(Provided entries)
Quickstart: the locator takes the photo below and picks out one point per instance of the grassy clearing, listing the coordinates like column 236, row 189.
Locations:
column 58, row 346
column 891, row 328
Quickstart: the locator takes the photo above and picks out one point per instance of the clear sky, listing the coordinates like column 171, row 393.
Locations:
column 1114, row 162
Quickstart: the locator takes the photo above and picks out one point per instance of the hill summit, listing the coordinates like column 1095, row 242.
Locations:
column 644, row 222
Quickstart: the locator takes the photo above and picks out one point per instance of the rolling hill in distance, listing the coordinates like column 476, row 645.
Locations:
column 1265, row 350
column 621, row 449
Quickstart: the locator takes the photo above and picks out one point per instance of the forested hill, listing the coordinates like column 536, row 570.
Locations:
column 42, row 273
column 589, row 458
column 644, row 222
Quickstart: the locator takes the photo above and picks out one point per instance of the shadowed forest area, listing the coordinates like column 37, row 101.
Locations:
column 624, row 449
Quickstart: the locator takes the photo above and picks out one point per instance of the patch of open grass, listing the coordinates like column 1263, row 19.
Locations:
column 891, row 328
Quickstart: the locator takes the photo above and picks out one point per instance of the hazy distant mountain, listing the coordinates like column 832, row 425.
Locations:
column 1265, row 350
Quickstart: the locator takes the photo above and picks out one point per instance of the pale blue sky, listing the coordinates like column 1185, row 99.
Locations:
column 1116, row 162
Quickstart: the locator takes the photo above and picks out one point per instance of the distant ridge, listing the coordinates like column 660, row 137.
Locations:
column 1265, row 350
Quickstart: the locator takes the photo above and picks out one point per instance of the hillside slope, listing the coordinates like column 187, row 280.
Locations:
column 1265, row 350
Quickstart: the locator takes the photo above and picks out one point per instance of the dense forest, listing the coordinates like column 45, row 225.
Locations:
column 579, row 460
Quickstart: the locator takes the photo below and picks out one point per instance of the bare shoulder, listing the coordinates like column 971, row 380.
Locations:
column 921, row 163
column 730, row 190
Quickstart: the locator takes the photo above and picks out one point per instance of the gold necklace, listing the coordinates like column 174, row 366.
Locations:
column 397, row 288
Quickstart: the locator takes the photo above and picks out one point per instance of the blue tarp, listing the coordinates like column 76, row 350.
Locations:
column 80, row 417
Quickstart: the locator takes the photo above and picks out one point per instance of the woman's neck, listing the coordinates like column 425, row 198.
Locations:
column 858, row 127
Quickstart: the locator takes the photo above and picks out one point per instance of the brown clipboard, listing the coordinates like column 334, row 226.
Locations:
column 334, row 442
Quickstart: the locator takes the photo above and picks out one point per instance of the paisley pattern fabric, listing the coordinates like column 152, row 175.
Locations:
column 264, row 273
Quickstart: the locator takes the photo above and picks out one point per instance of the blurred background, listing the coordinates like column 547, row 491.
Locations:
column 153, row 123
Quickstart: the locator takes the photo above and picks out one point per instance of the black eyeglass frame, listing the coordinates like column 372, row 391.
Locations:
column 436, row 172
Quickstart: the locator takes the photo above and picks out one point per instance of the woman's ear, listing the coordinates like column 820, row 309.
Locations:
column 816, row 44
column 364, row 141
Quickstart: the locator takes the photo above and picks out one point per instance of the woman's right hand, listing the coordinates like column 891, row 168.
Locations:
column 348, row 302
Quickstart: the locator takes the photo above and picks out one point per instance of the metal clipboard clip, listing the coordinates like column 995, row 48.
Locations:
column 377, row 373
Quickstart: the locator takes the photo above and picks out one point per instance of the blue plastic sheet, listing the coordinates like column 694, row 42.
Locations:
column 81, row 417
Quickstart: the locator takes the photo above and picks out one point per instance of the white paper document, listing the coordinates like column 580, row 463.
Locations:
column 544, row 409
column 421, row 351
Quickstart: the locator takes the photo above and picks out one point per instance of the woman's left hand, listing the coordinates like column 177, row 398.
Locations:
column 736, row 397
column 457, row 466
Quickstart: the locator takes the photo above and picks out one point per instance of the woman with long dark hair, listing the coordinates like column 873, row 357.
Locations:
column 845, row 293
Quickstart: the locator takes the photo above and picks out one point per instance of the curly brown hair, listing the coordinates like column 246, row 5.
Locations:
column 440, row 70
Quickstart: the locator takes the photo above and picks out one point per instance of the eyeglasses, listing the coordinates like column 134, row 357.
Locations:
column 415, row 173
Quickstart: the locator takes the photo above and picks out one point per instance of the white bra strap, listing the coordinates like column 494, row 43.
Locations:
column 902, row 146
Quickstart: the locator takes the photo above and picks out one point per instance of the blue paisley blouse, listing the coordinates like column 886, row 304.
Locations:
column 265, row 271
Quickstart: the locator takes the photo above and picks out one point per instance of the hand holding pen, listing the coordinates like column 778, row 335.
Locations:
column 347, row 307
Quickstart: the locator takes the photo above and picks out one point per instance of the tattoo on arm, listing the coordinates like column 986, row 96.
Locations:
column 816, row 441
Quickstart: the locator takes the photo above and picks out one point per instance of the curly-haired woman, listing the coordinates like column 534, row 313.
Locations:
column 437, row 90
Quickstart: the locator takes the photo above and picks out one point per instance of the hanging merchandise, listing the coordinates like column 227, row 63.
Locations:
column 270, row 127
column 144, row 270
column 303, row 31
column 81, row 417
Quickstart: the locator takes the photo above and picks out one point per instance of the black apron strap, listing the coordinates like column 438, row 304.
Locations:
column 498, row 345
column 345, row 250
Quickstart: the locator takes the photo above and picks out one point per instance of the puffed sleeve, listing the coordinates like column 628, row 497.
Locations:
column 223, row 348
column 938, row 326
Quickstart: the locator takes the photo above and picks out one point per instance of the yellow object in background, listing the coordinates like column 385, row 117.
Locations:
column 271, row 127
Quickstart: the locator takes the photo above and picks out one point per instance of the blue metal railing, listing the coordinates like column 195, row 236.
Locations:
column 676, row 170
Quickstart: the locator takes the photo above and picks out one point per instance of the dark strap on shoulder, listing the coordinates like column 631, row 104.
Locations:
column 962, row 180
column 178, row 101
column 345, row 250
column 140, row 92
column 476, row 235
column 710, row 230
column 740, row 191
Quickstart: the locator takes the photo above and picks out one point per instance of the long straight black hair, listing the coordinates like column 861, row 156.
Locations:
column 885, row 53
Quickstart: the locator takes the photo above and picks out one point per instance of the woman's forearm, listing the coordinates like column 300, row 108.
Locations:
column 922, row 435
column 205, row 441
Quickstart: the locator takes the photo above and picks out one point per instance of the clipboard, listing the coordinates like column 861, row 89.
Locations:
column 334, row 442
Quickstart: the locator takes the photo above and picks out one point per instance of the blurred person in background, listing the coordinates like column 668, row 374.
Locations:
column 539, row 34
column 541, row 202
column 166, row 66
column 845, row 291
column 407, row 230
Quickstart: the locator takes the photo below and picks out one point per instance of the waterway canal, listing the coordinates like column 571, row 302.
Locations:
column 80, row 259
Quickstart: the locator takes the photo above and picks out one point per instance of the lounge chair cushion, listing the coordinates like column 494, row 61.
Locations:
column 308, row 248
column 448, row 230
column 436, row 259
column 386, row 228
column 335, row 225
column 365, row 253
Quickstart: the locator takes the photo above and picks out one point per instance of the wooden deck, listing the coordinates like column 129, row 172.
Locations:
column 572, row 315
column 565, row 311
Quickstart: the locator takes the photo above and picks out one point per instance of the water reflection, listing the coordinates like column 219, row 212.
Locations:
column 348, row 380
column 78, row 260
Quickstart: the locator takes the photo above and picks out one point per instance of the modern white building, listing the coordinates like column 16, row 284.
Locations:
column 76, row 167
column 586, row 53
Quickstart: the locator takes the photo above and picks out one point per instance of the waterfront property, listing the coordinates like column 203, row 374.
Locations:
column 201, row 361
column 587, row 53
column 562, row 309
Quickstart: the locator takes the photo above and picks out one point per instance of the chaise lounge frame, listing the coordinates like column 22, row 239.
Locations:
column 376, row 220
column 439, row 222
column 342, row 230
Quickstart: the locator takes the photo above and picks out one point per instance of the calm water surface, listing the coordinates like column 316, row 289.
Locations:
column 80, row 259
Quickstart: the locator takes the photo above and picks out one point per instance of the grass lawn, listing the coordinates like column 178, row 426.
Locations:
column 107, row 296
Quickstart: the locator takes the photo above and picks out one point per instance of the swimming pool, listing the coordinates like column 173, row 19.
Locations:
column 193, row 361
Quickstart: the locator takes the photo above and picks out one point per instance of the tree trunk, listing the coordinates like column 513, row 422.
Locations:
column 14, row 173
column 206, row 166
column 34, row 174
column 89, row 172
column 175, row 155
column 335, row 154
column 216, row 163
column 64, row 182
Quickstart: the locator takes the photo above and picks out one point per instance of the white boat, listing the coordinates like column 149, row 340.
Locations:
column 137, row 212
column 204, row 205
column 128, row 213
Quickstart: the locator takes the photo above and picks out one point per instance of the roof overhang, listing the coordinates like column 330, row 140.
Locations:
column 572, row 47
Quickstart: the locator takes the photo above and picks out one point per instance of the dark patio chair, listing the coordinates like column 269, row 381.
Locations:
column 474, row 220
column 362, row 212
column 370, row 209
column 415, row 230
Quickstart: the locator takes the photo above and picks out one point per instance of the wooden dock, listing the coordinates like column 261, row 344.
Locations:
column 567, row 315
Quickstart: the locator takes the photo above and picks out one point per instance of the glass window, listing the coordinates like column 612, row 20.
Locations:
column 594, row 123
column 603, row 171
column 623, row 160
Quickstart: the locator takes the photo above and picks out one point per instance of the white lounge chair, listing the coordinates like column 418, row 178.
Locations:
(End Provided entries)
**Work instruction**
Check every line above for the string "frame" and copy those that have it.

**Task output**
Quickstart: the locator takes the photo above and picks out one point per instance of the black eyeglass frame, listing the coordinates like column 372, row 391.
Quickstart: the locator takes the photo above and picks out one point per instance of the chaise lounge frame, listing the coordinates like column 22, row 239.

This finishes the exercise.